▶ Extracted text:

Remarks of Commissioner Rostin Behnam at the ISDA/SIFMA AMG Benchmark Strategies Forum 2020, New York, New York

February 12, 2020


Good morning.  I want to thank Scott O’Malia and his staff at the International Swaps and Derivatives Association (ISDA) and SIFMA AMG for holding this important event and giving me an opportunity to participate.  Before I begin, please allow me to remind you that the views I express today are my own and do not represent the views of the Commodity Futures Trading Commission (“CFTC” or “the Commission”) or my fellow Commissioners.

While I would like to believe that my sharp delivery and silver tongue are the reasons why Scott and ISDA keep bringing me back for events like this, I know the truth is that I have more than likely simply earned the spot for being persistently engaged and dogged in my message.  I arrived at the Commission just a few months after Andrew Bailey, Chief Executive of the UK Financial Conduct Authority (FCA) and soon-to-be Governor of the Bank of England, acknowledged that despite significant improvements to LIBOR in the wake of scandal, the goal of anchoring LIBOR (the London Inter-Bank Offered Rate) submissions and rates to the greatest extent possible to actual transactions could not be achieved.[1]  The systemically important benchmark was in a critical, terminal condition, and through negotiation, will remain live until the end of 2021.  Even then it was clear we were potentially facing a future of a non-representative LIBOR when the panel banks’ palliative submissions would no longer support LIBOR’s function as a representative benchmark.  A global cooperative effort led by regulatory authorities working closely with the public and private sectors was the only path to make it to the LIBOR “end game” as Edwin Schooling Latter, Director of Markets and Wholesale Policy at the FCA, has dubbed it.[2]  As a newly sworn-in market regulator, I knew I had to take action immediately and commit myself and my resources to ensuring that LIBOR would pass smoothly to a new alternative set of risk-free reference rates (“RFRs”).

▶ Provided data:
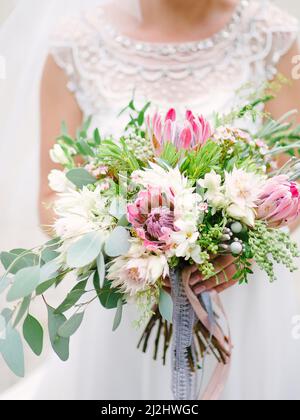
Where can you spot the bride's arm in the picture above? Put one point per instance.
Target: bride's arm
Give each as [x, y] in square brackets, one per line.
[289, 96]
[57, 104]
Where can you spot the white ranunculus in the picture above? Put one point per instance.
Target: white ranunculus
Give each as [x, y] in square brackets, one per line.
[214, 195]
[58, 155]
[72, 226]
[135, 275]
[184, 242]
[241, 191]
[58, 181]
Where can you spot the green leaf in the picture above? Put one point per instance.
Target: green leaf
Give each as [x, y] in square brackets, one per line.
[109, 297]
[4, 283]
[42, 288]
[119, 313]
[118, 208]
[24, 283]
[118, 242]
[49, 271]
[101, 269]
[14, 261]
[33, 334]
[59, 344]
[49, 255]
[80, 177]
[23, 309]
[73, 297]
[12, 351]
[166, 306]
[85, 251]
[2, 327]
[97, 137]
[70, 327]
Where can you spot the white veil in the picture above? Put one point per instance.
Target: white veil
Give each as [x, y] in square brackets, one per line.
[23, 49]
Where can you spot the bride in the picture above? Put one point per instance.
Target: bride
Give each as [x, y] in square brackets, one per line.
[185, 53]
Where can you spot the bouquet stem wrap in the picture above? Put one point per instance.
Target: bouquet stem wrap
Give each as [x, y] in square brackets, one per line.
[184, 318]
[187, 311]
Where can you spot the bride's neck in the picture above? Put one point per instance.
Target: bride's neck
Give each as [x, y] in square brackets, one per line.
[181, 13]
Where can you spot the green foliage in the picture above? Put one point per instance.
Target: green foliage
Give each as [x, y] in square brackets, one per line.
[118, 242]
[118, 316]
[202, 161]
[11, 349]
[59, 344]
[72, 298]
[166, 306]
[18, 259]
[71, 326]
[24, 307]
[25, 283]
[272, 245]
[33, 334]
[108, 296]
[117, 157]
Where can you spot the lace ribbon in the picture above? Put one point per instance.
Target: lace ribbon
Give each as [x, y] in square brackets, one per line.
[187, 310]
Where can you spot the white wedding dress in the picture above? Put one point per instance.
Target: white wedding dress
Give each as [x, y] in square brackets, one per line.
[104, 69]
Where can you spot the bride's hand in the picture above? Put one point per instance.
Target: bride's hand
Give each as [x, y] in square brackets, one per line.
[225, 270]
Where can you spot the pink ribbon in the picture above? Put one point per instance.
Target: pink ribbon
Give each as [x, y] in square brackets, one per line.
[218, 380]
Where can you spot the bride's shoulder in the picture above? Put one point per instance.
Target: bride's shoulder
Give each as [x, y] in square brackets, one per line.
[272, 18]
[76, 31]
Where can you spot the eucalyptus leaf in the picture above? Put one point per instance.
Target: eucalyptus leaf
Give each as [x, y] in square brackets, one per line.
[16, 260]
[59, 344]
[118, 316]
[72, 298]
[118, 242]
[109, 297]
[49, 271]
[43, 287]
[33, 334]
[12, 351]
[4, 283]
[25, 282]
[118, 208]
[101, 269]
[49, 255]
[22, 311]
[166, 306]
[2, 328]
[7, 314]
[70, 327]
[85, 251]
[80, 177]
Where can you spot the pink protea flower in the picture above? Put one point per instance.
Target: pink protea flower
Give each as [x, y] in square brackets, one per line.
[152, 216]
[194, 131]
[279, 202]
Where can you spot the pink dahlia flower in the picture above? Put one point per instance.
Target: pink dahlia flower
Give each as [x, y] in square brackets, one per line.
[194, 131]
[279, 201]
[152, 216]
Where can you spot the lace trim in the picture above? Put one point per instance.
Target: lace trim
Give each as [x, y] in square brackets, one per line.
[102, 72]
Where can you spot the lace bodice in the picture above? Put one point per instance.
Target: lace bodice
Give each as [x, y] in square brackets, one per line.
[105, 67]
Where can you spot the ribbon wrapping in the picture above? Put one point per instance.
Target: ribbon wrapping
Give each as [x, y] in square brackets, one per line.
[187, 311]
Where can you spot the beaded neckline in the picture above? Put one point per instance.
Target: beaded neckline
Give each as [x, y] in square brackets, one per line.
[169, 48]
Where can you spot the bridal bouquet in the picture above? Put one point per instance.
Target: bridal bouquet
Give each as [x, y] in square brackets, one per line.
[141, 220]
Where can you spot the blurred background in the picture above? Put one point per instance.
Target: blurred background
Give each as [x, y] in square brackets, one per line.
[26, 232]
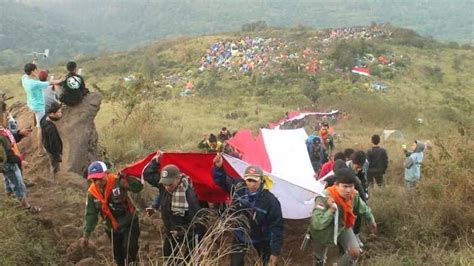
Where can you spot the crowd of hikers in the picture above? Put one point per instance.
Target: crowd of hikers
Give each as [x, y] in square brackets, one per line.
[248, 54]
[44, 99]
[336, 218]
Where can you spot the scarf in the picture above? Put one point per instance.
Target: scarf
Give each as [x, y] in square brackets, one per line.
[95, 191]
[349, 217]
[179, 204]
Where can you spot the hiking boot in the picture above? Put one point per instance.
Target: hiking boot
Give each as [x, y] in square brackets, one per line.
[28, 183]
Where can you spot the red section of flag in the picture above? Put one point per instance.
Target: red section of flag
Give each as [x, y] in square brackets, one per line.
[198, 166]
[253, 150]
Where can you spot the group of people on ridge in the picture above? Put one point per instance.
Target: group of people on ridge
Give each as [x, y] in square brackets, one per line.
[336, 218]
[44, 100]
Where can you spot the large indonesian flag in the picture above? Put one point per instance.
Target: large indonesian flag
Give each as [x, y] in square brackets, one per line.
[282, 155]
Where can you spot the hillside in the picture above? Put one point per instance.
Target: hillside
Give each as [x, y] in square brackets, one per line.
[429, 96]
[77, 27]
[25, 29]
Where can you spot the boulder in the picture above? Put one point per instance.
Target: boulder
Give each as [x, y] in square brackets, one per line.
[79, 134]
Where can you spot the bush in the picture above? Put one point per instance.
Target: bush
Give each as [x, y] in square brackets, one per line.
[24, 241]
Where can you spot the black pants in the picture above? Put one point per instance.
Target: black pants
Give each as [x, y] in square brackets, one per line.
[237, 258]
[126, 243]
[55, 160]
[378, 179]
[177, 248]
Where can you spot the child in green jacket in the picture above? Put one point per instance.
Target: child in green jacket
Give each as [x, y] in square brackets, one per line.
[334, 216]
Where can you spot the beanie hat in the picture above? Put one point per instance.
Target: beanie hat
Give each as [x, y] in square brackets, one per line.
[169, 174]
[253, 172]
[43, 75]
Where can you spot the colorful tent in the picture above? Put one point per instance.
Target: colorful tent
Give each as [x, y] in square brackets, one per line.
[361, 71]
[291, 116]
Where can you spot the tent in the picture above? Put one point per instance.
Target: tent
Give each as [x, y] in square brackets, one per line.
[392, 135]
[292, 116]
[361, 71]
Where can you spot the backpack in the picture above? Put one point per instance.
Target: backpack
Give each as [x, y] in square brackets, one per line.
[73, 88]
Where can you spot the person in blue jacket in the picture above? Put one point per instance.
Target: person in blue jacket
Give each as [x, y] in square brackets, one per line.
[261, 209]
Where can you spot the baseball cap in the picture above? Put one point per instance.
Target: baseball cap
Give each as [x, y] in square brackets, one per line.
[253, 172]
[43, 75]
[169, 174]
[96, 170]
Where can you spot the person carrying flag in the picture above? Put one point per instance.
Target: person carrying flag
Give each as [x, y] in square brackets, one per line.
[261, 209]
[340, 205]
[107, 195]
[179, 205]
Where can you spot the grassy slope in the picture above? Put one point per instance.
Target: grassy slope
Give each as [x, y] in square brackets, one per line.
[178, 124]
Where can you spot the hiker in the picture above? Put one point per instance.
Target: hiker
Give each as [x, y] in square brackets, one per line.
[224, 135]
[107, 195]
[74, 87]
[339, 201]
[261, 209]
[317, 153]
[50, 136]
[360, 165]
[412, 164]
[326, 138]
[179, 205]
[50, 93]
[329, 165]
[11, 164]
[210, 144]
[348, 153]
[34, 97]
[378, 162]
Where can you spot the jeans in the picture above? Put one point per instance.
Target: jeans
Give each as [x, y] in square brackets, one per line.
[237, 258]
[177, 248]
[13, 181]
[347, 240]
[125, 244]
[38, 116]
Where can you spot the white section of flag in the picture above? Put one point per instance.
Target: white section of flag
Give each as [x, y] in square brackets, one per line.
[293, 182]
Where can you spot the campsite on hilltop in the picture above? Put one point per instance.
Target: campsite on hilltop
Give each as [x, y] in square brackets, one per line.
[361, 80]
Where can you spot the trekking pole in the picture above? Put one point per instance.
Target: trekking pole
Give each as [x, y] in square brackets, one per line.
[112, 238]
[129, 234]
[305, 242]
[336, 223]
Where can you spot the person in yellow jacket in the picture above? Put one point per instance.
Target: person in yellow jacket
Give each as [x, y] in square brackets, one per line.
[107, 196]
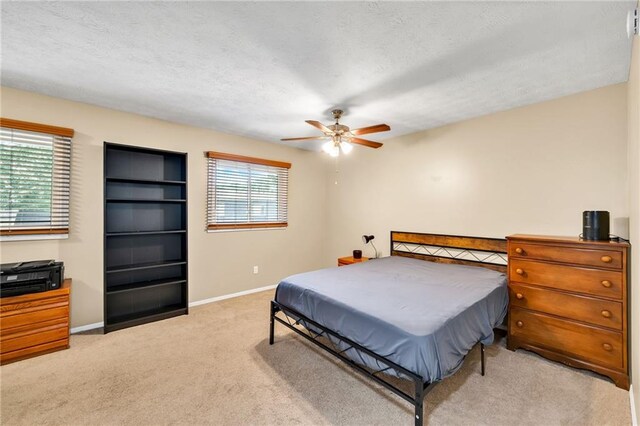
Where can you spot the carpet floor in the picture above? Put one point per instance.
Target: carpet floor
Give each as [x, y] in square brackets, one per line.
[215, 366]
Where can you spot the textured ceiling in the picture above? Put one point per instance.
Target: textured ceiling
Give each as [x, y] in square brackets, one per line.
[261, 69]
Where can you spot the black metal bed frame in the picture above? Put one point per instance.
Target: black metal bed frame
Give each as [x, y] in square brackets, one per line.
[294, 318]
[493, 257]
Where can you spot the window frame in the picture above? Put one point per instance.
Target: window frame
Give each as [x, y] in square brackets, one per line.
[40, 232]
[239, 226]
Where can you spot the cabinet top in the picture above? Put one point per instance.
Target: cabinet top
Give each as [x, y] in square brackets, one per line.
[566, 240]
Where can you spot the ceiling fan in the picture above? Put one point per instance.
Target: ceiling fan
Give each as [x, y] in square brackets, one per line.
[341, 137]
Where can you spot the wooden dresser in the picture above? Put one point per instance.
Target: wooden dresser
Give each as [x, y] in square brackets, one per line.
[34, 324]
[568, 302]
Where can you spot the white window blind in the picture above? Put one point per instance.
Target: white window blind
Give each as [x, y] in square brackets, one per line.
[35, 172]
[246, 192]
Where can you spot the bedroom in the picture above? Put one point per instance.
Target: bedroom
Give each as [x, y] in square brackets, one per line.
[505, 119]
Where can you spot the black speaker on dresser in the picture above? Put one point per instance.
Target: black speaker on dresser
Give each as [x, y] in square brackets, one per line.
[595, 225]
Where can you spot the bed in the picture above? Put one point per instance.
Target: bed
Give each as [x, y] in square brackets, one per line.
[401, 316]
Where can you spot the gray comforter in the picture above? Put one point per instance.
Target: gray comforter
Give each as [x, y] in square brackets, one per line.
[421, 315]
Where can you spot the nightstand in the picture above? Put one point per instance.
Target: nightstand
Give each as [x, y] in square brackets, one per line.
[350, 260]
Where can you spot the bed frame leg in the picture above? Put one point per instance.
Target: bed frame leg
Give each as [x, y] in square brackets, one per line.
[273, 311]
[419, 400]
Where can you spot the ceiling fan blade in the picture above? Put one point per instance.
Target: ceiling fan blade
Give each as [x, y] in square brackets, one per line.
[365, 142]
[319, 125]
[304, 139]
[371, 129]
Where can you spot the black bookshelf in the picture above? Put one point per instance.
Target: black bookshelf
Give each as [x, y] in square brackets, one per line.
[145, 235]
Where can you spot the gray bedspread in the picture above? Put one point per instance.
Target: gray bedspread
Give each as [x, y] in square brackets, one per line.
[423, 316]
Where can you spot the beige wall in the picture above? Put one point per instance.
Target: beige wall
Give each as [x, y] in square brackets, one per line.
[529, 170]
[633, 104]
[219, 263]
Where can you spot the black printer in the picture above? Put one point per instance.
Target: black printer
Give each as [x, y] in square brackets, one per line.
[30, 277]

▶ Directions:
**A)** Check each statement against Commissioner Behnam's remarks above, ignoring the data, and answer yes or no, quoting the words of the remarks that decide it. (i) LIBOR will remain live until the end of 2021. (ii) The speaker presents the views he expresses as those of the CFTC. (iii) Edwin Schooling Latter is identified as Chief Executive of the FCA.
**B)** Go on with Commissioner Behnam's remarks on the LIBOR transition, picking up after their final sentence.

▶ The replies:
**A)** (i) Yes: "will remain live until the end of 2021." (ii) No: "the views I express today are my own and do not represent the views of the Commodity Futures Trading Commission." (iii) No: "Edwin Schooling Latter, Director of Markets and Wholesale Policy at the FCA."

**B)**
My first commitment was to take over sponsorship of the CFTC’s Market Risk Advisory Committee (MRAC).  The MRAC advises the Commission on matters relating to evolving market structures and the movement of risk across clearinghouses, exchanges, intermediaries, market makers and end users.  It examines systemic issues that threaten the stability of derivatives and other financial markets, and makes recommendations on how to improve market structure and mitigate risk.  MRAC members include representatives from clearinghouses, exchanges, intermediaries, academia, and market participants.  In July of 2018, I convened MRAC to focus on benchmark reform in an effort to unpack the myriad impending issues specifically related to the derivatives market.[3]

Soon thereafter, the Commission voted to establish the Interest Rate Benchmark Reform Subcommittee (“Subcommittee”) to provide reports and recommendations to the MRAC regarding efforts to transition U.S. dollar derivatives and related contracts to SOFR (the Secured Overnight Financing Rate), the RFR for the US dollar, selected through a public-private committee convened and sponsored by the Federal Reserve to facilitate the transition in the U.S. known as the Alternative Reference Rates Committee or ARRC, and the impact of such transition on the derivatives markets.[4]  Tom Wipf chairs the Subcommittee.  Tom also serves as the chair of the ARRC and is on ISDA’s Board, so I am pretty confident we found the right person for the job.

My goal at the time was to use the subcommittee to complement the work of the ARRC by raising awareness and shedding light on the potential challenges as we head towards 2021, identifying the risks for financial markets and individual consumers, and, above all else providing solutions within the derivatives space.

Today, I would like to provide you an overview of our current efforts here in the U.S., with a focus on recent progress of the ARRC and the Subcommittee, and some initiatives that are kicking off shortly.  I’m cognizant that you have a full day ahead of you, and will hear from many distinguished guests.  Therefore, I will keep these remarks brief so that we have some time for questions at the end.

The Word of the Day is “Progress”

American architect, inventor, systems theorist, author, designer, futurist and environmental activist Richard Buckminster Fuller is quoted as saying, “You never change things by fighting existing reality.  To change something, build a new model that makes the existing model obsolete.”  Bucky, and, yes, he did go by that, passed away in 1983, but being a futurist, his words on progress are apt for today.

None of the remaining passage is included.